STORED RECORDS =
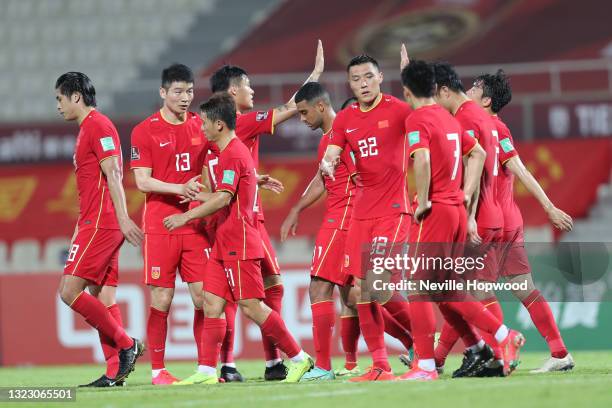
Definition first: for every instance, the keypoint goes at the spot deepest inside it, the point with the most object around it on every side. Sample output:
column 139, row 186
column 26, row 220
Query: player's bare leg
column 157, row 331
column 274, row 290
column 107, row 295
column 72, row 292
column 544, row 320
column 349, row 329
column 323, row 319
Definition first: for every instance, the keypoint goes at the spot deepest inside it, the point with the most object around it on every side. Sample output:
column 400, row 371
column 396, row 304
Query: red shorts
column 441, row 233
column 94, row 256
column 377, row 237
column 165, row 253
column 513, row 259
column 234, row 280
column 490, row 251
column 269, row 264
column 328, row 256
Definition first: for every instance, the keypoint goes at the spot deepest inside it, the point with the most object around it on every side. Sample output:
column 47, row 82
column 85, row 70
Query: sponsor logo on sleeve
column 135, row 153
column 506, row 145
column 107, row 143
column 228, row 177
column 414, row 138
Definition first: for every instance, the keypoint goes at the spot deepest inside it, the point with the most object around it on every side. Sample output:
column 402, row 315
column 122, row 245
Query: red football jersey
column 97, row 140
column 249, row 126
column 478, row 124
column 237, row 237
column 341, row 191
column 378, row 140
column 512, row 215
column 431, row 127
column 175, row 154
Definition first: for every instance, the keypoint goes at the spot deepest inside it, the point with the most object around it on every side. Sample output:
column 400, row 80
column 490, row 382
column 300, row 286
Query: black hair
column 447, row 76
column 220, row 106
column 497, row 87
column 72, row 82
column 176, row 73
column 312, row 92
column 419, row 77
column 225, row 76
column 349, row 101
column 362, row 59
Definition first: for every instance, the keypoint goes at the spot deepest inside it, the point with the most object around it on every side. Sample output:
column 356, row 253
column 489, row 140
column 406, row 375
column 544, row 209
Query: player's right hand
column 131, row 232
column 290, row 224
column 560, row 220
column 472, row 229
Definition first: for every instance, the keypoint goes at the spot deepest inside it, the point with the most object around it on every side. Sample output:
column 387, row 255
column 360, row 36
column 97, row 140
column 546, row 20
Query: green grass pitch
column 589, row 384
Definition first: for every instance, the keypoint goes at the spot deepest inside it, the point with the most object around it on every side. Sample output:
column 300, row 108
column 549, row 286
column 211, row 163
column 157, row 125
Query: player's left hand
column 560, row 220
column 175, row 221
column 421, row 211
column 404, row 60
column 270, row 183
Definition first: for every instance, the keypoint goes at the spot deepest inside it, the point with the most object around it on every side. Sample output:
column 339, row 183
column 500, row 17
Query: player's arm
column 217, row 201
column 558, row 218
column 286, row 111
column 148, row 184
column 111, row 169
column 313, row 192
column 422, row 176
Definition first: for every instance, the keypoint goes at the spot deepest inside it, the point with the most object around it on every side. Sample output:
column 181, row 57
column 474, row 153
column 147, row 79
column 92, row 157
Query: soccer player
column 485, row 220
column 493, row 92
column 234, row 271
column 103, row 224
column 167, row 156
column 373, row 129
column 436, row 144
column 249, row 127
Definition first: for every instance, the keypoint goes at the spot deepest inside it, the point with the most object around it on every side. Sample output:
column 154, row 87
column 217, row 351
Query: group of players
column 203, row 217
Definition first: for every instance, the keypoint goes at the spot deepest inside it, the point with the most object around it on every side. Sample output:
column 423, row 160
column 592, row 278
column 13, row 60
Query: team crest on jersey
column 135, row 153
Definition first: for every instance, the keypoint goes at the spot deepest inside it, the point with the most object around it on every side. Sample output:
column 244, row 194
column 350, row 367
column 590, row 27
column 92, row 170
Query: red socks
column 395, row 329
column 214, row 331
column 423, row 328
column 274, row 300
column 323, row 319
column 275, row 330
column 157, row 330
column 373, row 329
column 543, row 319
column 111, row 352
column 198, row 329
column 227, row 348
column 98, row 316
column 349, row 332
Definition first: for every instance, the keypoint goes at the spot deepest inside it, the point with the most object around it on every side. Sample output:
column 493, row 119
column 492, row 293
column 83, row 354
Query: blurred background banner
column 557, row 53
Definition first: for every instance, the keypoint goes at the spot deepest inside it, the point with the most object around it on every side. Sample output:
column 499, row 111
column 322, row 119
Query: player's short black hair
column 312, row 92
column 349, row 101
column 362, row 59
column 419, row 77
column 220, row 106
column 447, row 76
column 225, row 76
column 72, row 82
column 497, row 87
column 176, row 73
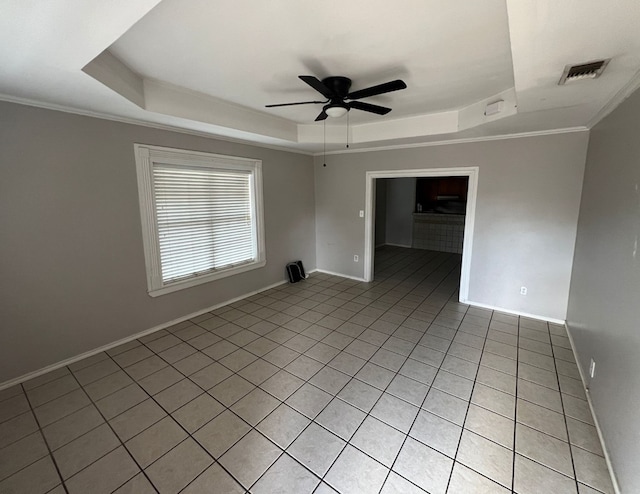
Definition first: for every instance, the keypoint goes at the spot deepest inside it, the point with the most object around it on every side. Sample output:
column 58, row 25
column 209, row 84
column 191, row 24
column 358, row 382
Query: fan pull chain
column 324, row 152
column 347, row 130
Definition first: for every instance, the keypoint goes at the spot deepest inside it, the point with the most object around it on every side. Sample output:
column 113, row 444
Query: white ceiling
column 210, row 67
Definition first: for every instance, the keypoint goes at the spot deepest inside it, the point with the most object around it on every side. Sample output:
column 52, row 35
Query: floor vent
column 590, row 70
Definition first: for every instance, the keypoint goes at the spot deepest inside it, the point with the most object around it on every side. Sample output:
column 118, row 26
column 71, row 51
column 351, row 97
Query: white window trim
column 145, row 156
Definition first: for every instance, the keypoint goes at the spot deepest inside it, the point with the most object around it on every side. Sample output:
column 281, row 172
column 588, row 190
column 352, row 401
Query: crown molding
column 144, row 123
column 613, row 103
column 466, row 140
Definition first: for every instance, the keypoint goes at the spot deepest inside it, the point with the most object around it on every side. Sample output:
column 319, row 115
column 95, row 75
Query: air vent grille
column 589, row 70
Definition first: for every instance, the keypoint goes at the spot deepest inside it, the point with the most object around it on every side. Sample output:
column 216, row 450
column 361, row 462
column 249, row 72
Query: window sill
column 181, row 285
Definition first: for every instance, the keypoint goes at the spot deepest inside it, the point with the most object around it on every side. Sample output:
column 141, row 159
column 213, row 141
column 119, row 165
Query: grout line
column 44, row 439
column 564, row 418
column 515, row 413
column 464, row 421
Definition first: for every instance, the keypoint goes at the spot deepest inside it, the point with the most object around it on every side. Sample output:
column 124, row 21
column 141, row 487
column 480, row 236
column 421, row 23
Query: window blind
column 204, row 220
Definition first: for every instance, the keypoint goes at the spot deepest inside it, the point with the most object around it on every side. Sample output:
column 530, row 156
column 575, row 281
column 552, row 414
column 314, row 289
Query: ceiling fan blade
column 359, row 105
column 323, row 116
column 299, row 103
column 387, row 87
column 317, row 84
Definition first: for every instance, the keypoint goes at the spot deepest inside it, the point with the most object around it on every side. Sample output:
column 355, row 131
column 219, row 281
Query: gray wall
column 604, row 301
column 381, row 211
column 401, row 195
column 527, row 210
column 71, row 255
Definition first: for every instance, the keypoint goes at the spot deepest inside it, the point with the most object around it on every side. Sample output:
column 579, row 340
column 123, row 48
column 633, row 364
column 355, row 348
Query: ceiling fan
column 336, row 90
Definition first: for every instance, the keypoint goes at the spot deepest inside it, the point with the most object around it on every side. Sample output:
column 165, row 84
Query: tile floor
column 325, row 386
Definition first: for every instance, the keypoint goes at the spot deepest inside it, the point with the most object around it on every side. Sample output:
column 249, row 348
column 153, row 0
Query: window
column 201, row 216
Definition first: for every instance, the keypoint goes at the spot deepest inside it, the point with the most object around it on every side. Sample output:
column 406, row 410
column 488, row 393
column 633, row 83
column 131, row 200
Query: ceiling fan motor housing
column 339, row 85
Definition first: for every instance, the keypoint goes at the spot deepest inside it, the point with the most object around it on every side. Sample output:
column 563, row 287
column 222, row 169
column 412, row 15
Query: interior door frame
column 467, row 245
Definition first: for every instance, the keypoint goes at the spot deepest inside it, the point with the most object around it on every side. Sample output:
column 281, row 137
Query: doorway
column 470, row 172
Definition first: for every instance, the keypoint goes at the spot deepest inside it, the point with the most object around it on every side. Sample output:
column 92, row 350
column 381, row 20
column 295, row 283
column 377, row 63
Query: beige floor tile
column 72, row 426
column 341, row 418
column 395, row 484
column 214, row 478
column 486, row 457
column 155, row 441
column 286, row 475
column 137, row 419
column 533, row 478
column 356, row 473
column 37, row 478
column 137, row 485
column 379, row 440
column 21, row 454
column 283, row 425
column 466, row 481
column 105, row 475
column 316, row 448
column 410, row 464
column 81, row 452
column 490, row 425
column 17, row 428
column 221, row 433
column 437, row 433
column 544, row 449
column 176, row 469
column 198, row 412
column 250, row 457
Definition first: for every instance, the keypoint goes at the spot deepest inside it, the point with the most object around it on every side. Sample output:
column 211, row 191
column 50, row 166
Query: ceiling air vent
column 590, row 70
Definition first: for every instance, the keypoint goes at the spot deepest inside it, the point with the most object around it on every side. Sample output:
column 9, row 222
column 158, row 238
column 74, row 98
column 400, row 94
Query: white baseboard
column 607, row 458
column 109, row 346
column 514, row 312
column 332, row 273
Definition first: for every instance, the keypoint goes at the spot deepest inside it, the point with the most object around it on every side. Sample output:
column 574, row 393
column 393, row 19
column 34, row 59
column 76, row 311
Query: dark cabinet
column 433, row 194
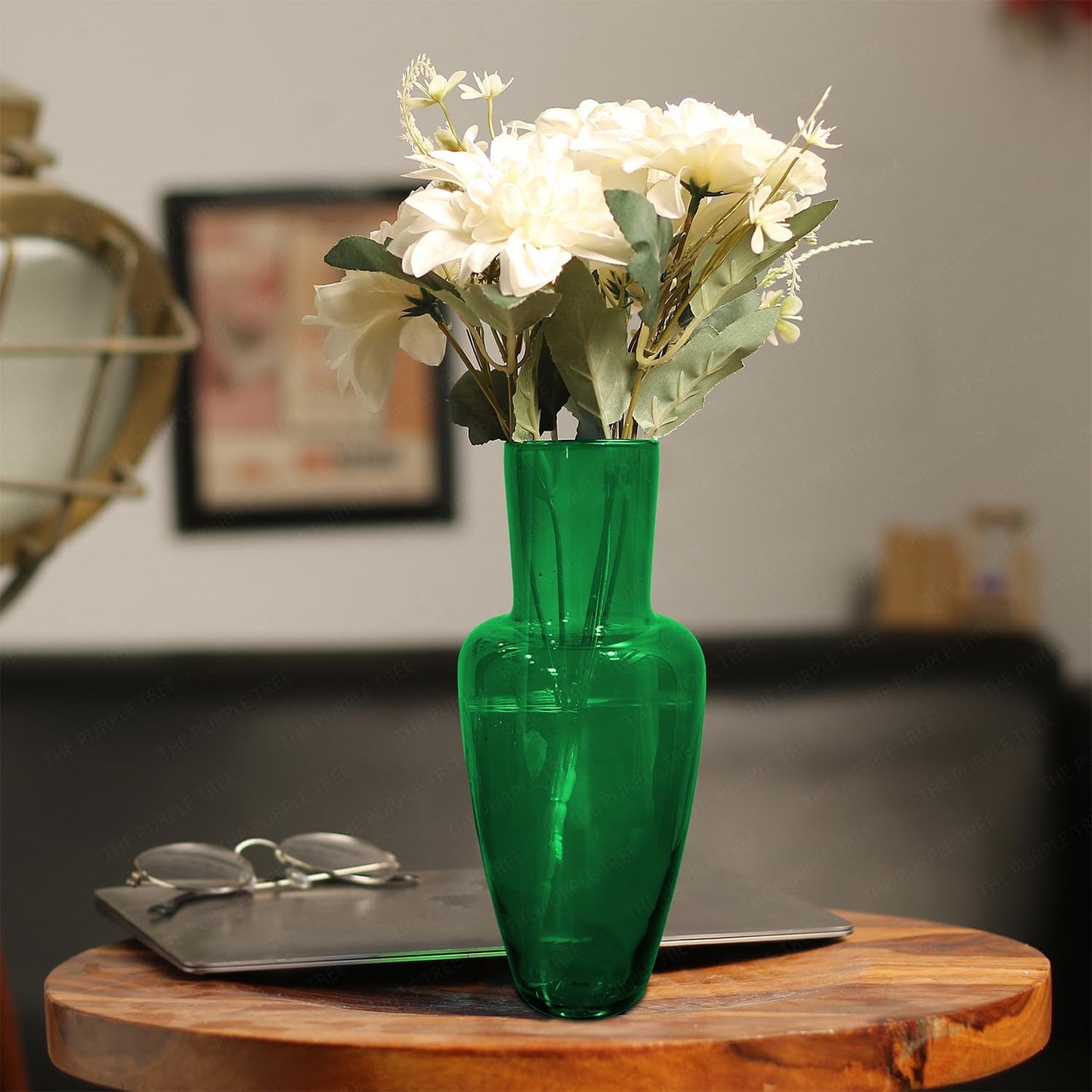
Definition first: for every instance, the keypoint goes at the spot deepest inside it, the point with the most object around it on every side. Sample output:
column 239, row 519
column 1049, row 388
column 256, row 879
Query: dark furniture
column 942, row 778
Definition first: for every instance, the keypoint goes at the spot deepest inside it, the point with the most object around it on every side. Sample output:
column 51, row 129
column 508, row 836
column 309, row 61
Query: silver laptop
column 447, row 915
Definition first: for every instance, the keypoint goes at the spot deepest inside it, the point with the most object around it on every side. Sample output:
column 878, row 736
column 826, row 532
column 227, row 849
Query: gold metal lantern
column 91, row 333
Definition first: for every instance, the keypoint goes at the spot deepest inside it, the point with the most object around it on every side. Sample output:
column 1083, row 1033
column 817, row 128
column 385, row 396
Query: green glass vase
column 581, row 718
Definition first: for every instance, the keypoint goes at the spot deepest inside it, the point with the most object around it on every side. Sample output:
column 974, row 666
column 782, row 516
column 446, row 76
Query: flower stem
column 481, row 378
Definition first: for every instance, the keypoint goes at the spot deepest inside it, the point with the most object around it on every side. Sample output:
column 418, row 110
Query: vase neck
column 581, row 518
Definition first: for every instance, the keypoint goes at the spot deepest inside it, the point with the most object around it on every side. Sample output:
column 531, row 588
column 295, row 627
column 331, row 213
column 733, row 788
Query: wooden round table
column 900, row 1004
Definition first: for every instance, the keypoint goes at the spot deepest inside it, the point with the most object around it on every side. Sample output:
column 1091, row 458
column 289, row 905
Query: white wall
column 948, row 365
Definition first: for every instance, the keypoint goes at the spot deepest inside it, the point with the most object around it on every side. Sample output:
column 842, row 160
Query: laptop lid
column 448, row 914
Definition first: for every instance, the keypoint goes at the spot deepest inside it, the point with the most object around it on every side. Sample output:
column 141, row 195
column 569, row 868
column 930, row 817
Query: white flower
column 434, row 88
column 608, row 140
column 707, row 147
column 787, row 326
column 368, row 326
column 815, row 135
column 488, row 86
column 769, row 220
column 523, row 203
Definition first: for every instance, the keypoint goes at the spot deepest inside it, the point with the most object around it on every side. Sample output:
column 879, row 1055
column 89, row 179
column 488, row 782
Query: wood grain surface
column 899, row 1005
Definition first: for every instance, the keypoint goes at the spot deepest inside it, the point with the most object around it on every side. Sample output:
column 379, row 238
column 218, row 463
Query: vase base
column 543, row 1001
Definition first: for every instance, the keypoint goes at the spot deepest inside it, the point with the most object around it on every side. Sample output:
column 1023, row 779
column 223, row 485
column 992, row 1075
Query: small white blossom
column 769, row 220
column 787, row 326
column 435, row 88
column 368, row 326
column 815, row 135
column 488, row 86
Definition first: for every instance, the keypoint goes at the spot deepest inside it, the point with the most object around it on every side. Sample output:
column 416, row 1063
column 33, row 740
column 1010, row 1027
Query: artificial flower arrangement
column 616, row 260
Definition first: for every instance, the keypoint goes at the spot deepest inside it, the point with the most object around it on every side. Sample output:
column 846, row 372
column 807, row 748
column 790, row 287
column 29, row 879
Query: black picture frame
column 193, row 511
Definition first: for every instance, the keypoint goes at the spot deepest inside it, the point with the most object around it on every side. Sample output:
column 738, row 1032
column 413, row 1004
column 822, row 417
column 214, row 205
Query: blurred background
column 945, row 368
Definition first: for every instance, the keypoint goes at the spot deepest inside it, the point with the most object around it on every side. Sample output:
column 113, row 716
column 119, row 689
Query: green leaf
column 552, row 391
column 650, row 235
column 456, row 304
column 525, row 402
column 357, row 252
column 589, row 427
column 471, row 409
column 509, row 314
column 741, row 269
column 589, row 344
column 726, row 314
column 673, row 392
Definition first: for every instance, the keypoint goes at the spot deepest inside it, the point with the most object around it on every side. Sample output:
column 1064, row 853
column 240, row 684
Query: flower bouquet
column 610, row 264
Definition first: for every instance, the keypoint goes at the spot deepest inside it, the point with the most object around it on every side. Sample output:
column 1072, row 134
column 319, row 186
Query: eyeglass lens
column 196, row 866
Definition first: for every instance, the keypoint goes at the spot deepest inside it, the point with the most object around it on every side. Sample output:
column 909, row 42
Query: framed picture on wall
column 263, row 437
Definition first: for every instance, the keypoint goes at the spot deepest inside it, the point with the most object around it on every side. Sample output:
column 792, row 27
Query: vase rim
column 642, row 441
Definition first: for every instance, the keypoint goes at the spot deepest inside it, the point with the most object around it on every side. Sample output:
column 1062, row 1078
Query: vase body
column 581, row 718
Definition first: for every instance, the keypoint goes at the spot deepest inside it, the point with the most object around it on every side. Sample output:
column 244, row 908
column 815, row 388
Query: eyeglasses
column 199, row 869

GIVEN PROBLEM = Can you convert the data, from the start through the line containing "column 328, row 256", into a Markdown table with the columns Row and Line, leaving out blank lines and any pictures?

WRITTEN ANSWER =
| Row | Line |
|---|---|
| 1 | Definition first: for every instance, the keypoint goes at the spot deepest inside it, the point with the most object around it on every side. Sample output: |
| 2 | column 139, row 186 |
| 3 | column 26, row 220 |
| 4 | Query: player's bare leg |
| 5 | column 157, row 331 |
| 6 | column 274, row 290 |
| 7 | column 107, row 295 |
| 8 | column 72, row 292 |
| 9 | column 544, row 320 |
| 10 | column 349, row 329 |
| 11 | column 323, row 319 |
| 12 | Definition first: for every instance, the keypoint goes at the spot deepest inside it, the point with the most object around it on every side. Sample output: |
| 13 | column 400, row 371 |
| 14 | column 396, row 304 |
| 15 | Query: red shorts |
| 16 | column 441, row 233 |
| 17 | column 94, row 256 |
| 18 | column 377, row 237 |
| 19 | column 165, row 253 |
| 20 | column 513, row 259 |
| 21 | column 234, row 280 |
| 22 | column 490, row 251 |
| 23 | column 269, row 264 |
| 24 | column 328, row 256 |